**Task goal:** Exclude the pictures and return every line exactly as written.
-*-*-
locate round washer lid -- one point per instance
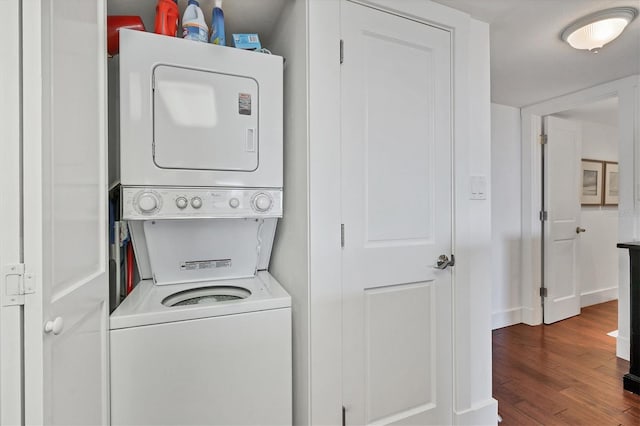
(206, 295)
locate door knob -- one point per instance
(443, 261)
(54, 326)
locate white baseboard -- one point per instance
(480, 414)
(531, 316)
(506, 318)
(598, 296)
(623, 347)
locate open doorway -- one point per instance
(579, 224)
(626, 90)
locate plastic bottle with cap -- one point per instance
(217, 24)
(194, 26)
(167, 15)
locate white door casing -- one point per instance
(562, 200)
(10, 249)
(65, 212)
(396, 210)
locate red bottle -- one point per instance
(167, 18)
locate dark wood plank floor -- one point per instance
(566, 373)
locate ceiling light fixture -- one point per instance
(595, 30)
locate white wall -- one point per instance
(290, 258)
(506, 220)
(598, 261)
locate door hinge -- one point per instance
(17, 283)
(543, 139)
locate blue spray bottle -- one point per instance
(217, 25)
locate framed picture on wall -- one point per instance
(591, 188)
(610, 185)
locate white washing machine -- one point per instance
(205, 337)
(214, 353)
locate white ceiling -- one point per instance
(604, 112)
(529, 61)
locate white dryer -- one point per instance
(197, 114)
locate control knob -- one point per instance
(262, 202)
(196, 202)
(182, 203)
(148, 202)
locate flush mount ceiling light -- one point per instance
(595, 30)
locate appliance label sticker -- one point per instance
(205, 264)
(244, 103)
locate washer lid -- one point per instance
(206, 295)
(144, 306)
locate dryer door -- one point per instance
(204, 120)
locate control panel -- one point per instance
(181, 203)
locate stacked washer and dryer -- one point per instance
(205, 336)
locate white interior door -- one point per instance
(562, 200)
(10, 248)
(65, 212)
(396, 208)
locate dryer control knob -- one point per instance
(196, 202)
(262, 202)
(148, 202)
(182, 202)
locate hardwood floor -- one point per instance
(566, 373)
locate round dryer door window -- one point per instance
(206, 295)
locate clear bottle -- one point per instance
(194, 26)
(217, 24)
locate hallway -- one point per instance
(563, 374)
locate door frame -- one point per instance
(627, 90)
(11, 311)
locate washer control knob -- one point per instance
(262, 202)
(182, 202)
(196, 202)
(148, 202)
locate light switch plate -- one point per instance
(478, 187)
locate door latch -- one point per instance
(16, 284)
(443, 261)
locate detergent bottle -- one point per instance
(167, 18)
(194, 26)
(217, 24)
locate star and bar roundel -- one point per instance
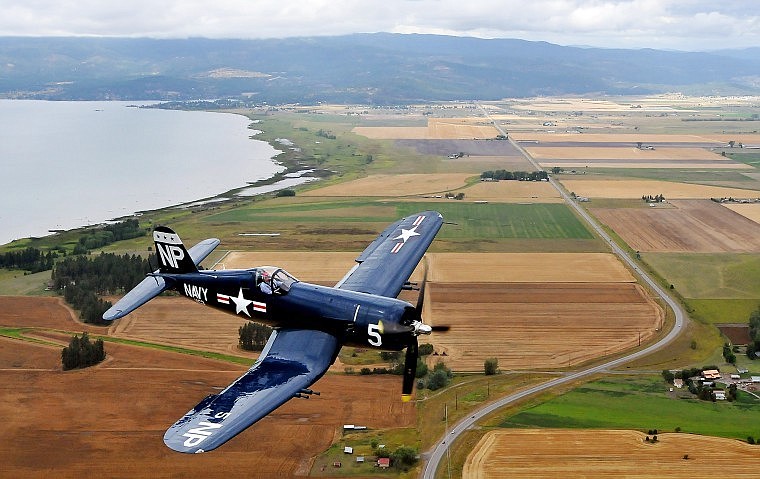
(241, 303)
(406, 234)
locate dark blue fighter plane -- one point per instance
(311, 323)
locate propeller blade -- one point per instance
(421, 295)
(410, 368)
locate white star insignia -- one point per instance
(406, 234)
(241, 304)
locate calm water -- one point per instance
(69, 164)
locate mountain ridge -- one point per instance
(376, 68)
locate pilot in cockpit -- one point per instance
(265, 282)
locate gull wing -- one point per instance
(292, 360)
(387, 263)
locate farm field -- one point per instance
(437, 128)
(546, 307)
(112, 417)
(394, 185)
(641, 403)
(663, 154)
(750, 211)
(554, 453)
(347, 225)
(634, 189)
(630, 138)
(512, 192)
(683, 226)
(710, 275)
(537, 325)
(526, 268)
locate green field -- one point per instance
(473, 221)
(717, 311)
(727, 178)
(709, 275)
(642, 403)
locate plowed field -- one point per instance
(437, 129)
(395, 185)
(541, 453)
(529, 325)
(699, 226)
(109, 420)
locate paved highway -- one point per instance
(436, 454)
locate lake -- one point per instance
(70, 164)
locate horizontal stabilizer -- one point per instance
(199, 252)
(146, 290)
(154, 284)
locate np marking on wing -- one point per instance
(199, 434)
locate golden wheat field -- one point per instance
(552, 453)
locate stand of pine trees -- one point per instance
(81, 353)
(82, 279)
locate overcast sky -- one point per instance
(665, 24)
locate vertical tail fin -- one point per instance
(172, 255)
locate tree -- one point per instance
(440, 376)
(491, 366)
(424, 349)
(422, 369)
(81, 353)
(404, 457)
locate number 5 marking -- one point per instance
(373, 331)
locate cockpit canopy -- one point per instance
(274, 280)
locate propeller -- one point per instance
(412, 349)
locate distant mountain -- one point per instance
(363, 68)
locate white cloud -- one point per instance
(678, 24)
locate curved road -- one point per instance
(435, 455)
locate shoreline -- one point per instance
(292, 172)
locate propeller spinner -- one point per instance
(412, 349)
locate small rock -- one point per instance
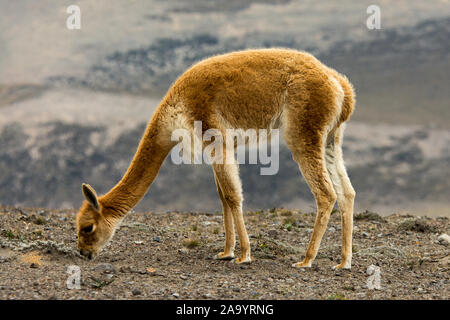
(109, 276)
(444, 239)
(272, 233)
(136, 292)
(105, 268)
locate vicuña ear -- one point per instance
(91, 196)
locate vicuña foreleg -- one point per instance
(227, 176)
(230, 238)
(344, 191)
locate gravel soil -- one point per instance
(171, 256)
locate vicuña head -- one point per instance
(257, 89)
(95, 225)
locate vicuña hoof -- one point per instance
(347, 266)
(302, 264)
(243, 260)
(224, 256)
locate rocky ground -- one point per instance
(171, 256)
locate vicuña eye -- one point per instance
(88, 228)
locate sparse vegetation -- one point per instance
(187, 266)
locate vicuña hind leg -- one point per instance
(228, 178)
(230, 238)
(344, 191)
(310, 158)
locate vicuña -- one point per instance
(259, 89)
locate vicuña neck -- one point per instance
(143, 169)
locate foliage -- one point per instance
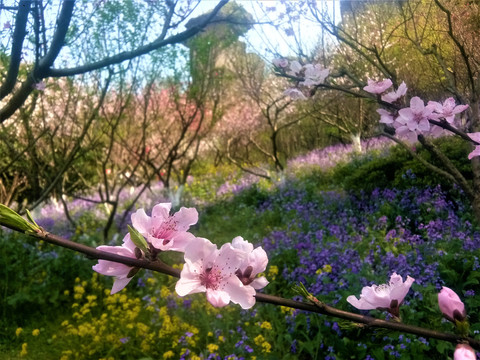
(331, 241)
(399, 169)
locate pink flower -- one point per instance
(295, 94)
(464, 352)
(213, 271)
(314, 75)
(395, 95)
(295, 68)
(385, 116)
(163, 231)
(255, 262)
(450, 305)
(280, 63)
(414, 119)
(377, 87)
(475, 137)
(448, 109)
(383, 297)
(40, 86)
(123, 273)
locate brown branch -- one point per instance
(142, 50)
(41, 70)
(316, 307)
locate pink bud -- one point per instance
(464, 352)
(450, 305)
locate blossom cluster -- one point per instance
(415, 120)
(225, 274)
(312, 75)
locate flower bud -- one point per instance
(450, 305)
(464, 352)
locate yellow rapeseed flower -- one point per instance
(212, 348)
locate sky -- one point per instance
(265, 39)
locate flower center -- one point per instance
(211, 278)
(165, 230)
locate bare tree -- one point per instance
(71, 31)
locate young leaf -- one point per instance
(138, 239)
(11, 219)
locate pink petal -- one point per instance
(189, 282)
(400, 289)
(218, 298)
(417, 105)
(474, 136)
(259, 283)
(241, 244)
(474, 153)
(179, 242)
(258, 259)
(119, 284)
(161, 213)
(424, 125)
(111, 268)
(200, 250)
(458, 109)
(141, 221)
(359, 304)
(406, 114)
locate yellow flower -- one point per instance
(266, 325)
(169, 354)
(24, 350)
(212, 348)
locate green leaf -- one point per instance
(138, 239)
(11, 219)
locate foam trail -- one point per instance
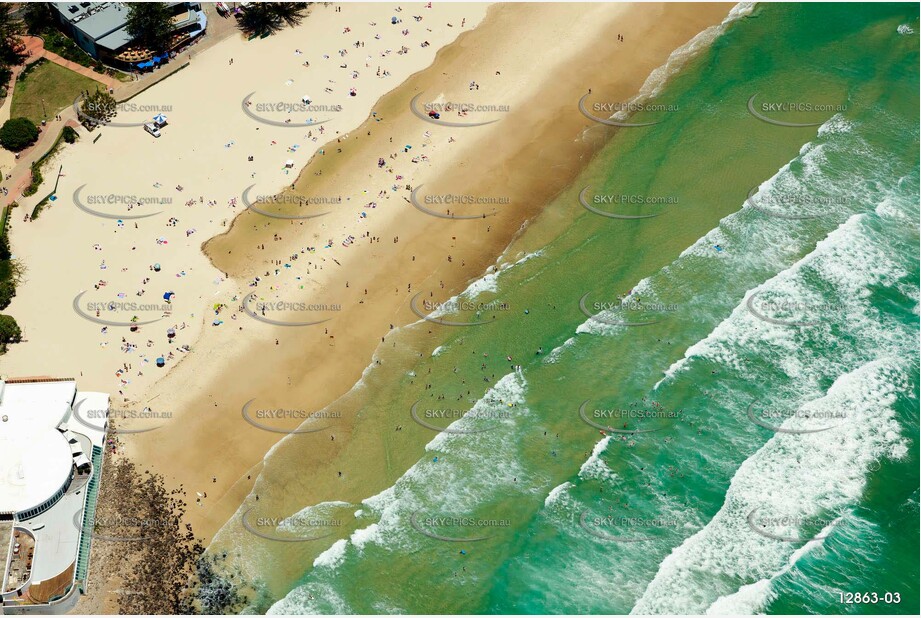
-*-*-
**Solution:**
locate round washer lid -- one point per instance
(206, 295)
locate door knob -- one point per instance
(443, 261)
(54, 326)
locate white baseboard -- one point per instance
(480, 414)
(531, 316)
(506, 318)
(598, 296)
(623, 347)
locate open doorway -- one point per instance
(579, 224)
(626, 90)
locate plastic bottle with cap -- one point per instance
(217, 24)
(194, 26)
(167, 15)
locate white door casing -- one point per instance
(562, 200)
(10, 249)
(65, 212)
(396, 210)
locate red bottle -- one point per instance
(167, 18)
locate dark wood plank floor -- one point per instance
(566, 373)
locate ceiling light fixture -- one point per instance
(595, 30)
locate white wall -- one point per instance
(290, 258)
(506, 220)
(598, 261)
locate door hinge -- one point per instance
(17, 283)
(543, 139)
locate blue spray bottle -- one point per instance
(217, 25)
locate framed picture on wall -- one point per instance
(591, 188)
(610, 185)
locate white washing machine -- one point per instance
(205, 337)
(214, 353)
locate white ceiling -- one point per instance
(604, 112)
(529, 61)
locate white dryer -- one point per instance
(197, 114)
locate control knob -- one point per instance
(262, 202)
(196, 202)
(182, 203)
(148, 202)
locate flush mount ceiling light -- one point per instance
(595, 30)
locate appliance label sticker -- one point per instance
(205, 264)
(244, 103)
locate washer lid -- one point per instance
(206, 295)
(144, 306)
locate dryer door -- one point per instance
(204, 120)
locate control panel -- one point per instance
(181, 203)
locate stacked washer and dryer -- one point per instance
(205, 336)
locate white interior door -- one point per instance
(562, 200)
(10, 248)
(65, 212)
(396, 208)
locate dryer control knob -- one point per instance
(196, 202)
(262, 202)
(148, 202)
(182, 202)
locate hardwood floor -- one point per instance
(566, 373)
locate round dryer door window -- one point per instance
(206, 295)
locate clear bottle -- one point per instance
(194, 26)
(217, 24)
locate hallway -- one point per instance
(563, 374)
locate door frame -- one point per instance
(627, 90)
(11, 311)
locate washer control knob -- one point per instance
(262, 202)
(182, 202)
(196, 202)
(148, 202)
locate light switch plate -- one point per instance
(478, 187)
locate door latch -- one point per instance
(16, 284)
(443, 261)
locate detergent bottle -- one point per instance
(167, 18)
(194, 26)
(217, 24)
locate star and bar roundel -- one point per instance
(241, 303)
(406, 234)
locate dark blue fighter plane -- one point per instance
(311, 323)
locate propeller blade -- one point per instance
(421, 295)
(410, 368)
locate white star insignia -- one point per instance
(406, 234)
(241, 304)
locate calm water -- one point per instance
(69, 164)
locate mountain ridge -- one point per instance
(376, 68)
locate pilot in cockpit -- one point per instance
(265, 282)
locate gull wing -- one point per instance
(292, 360)
(387, 263)
locate farm field -- one point per instance
(437, 128)
(546, 307)
(112, 417)
(394, 185)
(641, 403)
(663, 154)
(750, 211)
(554, 453)
(347, 225)
(634, 189)
(630, 138)
(512, 192)
(683, 226)
(710, 275)
(537, 325)
(526, 268)
locate green field -- one point per instance
(473, 221)
(717, 311)
(727, 178)
(709, 275)
(642, 403)
locate plowed field -- one point per instance
(437, 129)
(395, 185)
(541, 453)
(529, 325)
(699, 226)
(109, 420)
locate paved highway -- one point per instance
(436, 454)
locate lake -- one point per instance
(70, 164)
locate horizontal stabilizer -- one point per instance
(199, 252)
(146, 290)
(154, 284)
locate np marking on wing -- one point per instance
(199, 434)
locate golden wheat field -- one point per instance
(552, 453)
locate stand of pine trees -- one point per instance
(81, 353)
(82, 279)
locate overcast sky -- one point per instance
(665, 24)
locate vertical tail fin -- one point per instance
(172, 255)
locate tree -- one point per instance
(440, 376)
(491, 366)
(424, 349)
(422, 369)
(81, 353)
(404, 457)
locate number 5 marking -- one point per instance
(373, 331)
locate cockpit canopy -- one point per instance
(274, 280)
locate propeller -- one point per instance
(412, 349)
locate distant mountain -- one point per instance
(363, 68)
locate white cloud -- one point per instance
(678, 24)
locate curved road -- one point per instance
(435, 455)
locate shoreline -- one point per instance
(292, 172)
locate propeller spinner -- one point per instance
(412, 349)
locate small rock -- one point per instance
(109, 276)
(444, 239)
(272, 233)
(136, 292)
(105, 268)
locate vicuña ear -- one point per instance
(91, 196)
locate vicuña foreleg -- one point per instance
(227, 176)
(230, 238)
(344, 191)
locate gravel soil -- one point per instance
(171, 256)
locate vicuña head -- one point per instance
(257, 89)
(95, 225)
locate vicuña hoof -- one point per instance
(347, 266)
(302, 264)
(243, 260)
(224, 256)
locate rocky ground -- one point per instance
(171, 256)
locate vicuña eye -- one point per instance
(88, 228)
locate sparse vegetation -- one point per instance
(187, 266)
locate vicuña hind leg -- one point per instance
(228, 178)
(230, 238)
(344, 191)
(310, 158)
locate vicuña -- one point per instance
(259, 89)
locate vicuña neck -- one point per instance
(143, 169)
locate foliage -- one point per instance
(331, 241)
(399, 169)
locate pink flower -- one point per instance
(295, 94)
(464, 352)
(213, 271)
(314, 75)
(395, 95)
(295, 68)
(385, 116)
(163, 231)
(255, 262)
(450, 305)
(280, 63)
(414, 119)
(377, 87)
(475, 137)
(448, 109)
(383, 297)
(40, 86)
(123, 273)
locate brown branch -- one point per instance
(142, 50)
(41, 70)
(316, 307)
locate pink bud -- one point per instance
(464, 352)
(450, 305)
locate blossom cluster -- one point per instance
(415, 120)
(225, 274)
(312, 75)
locate flower bud -- one point per instance
(450, 305)
(464, 352)
locate yellow rapeseed flower -- one point per instance
(212, 348)
locate sky -- one point per instance
(265, 39)
locate flower center -- one point per instance
(211, 278)
(165, 230)
locate bare tree -- one point per instance
(71, 31)
locate young leaf -- one point per instance
(138, 239)
(11, 219)
locate pink petal -- one point per instance
(189, 282)
(400, 289)
(218, 298)
(417, 105)
(474, 136)
(259, 283)
(241, 244)
(474, 153)
(179, 242)
(258, 259)
(119, 284)
(161, 213)
(424, 125)
(111, 268)
(200, 250)
(458, 109)
(141, 221)
(359, 304)
(406, 114)
locate yellow flower -- one point per instance
(266, 325)
(169, 354)
(24, 350)
(212, 348)
locate green leaf -- one point per instance
(138, 239)
(11, 219)
locate foam trail -- one point per instance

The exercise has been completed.